**AIM OF THE EXERCISE**
All entries below need to be written out exactly, but without their pictures.

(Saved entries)

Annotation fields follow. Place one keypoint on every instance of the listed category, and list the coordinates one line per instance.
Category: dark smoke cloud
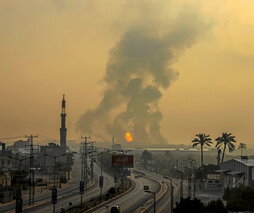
(140, 66)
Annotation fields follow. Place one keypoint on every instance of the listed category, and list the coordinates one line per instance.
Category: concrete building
(237, 171)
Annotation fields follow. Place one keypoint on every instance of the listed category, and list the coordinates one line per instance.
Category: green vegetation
(240, 199)
(242, 146)
(226, 140)
(202, 140)
(195, 205)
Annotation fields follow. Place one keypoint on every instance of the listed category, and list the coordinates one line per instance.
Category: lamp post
(123, 151)
(54, 190)
(154, 200)
(101, 176)
(193, 163)
(171, 193)
(181, 184)
(19, 191)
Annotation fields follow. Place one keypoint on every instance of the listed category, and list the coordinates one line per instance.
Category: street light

**SOLVED EXERCISE**
Annotation fields follow. Place one keypoint on every instance of the listed category, and list the coordinates one line per instance.
Category: dark smoke cloud
(140, 66)
Annotation fields follow. Place one keypoint on every instance of the listed category, and list the coordinates one line per instance.
Category: concrete building
(237, 171)
Annotation fields follow. Place one keypoint on every instance of the listed category, and list the coordinates one line per instance.
Category: green vegetation
(240, 199)
(242, 146)
(226, 140)
(202, 140)
(195, 205)
Annotation fields follow. Place one keypoint on every instance of the listed category, and list the coordinates one line per instance.
Category: lamp post
(123, 151)
(54, 190)
(154, 200)
(101, 176)
(193, 163)
(171, 193)
(181, 184)
(19, 191)
Annotation fields follow. Place one keypoint on every instance of the listed category, and list the coordinates one line per instance.
Category: street light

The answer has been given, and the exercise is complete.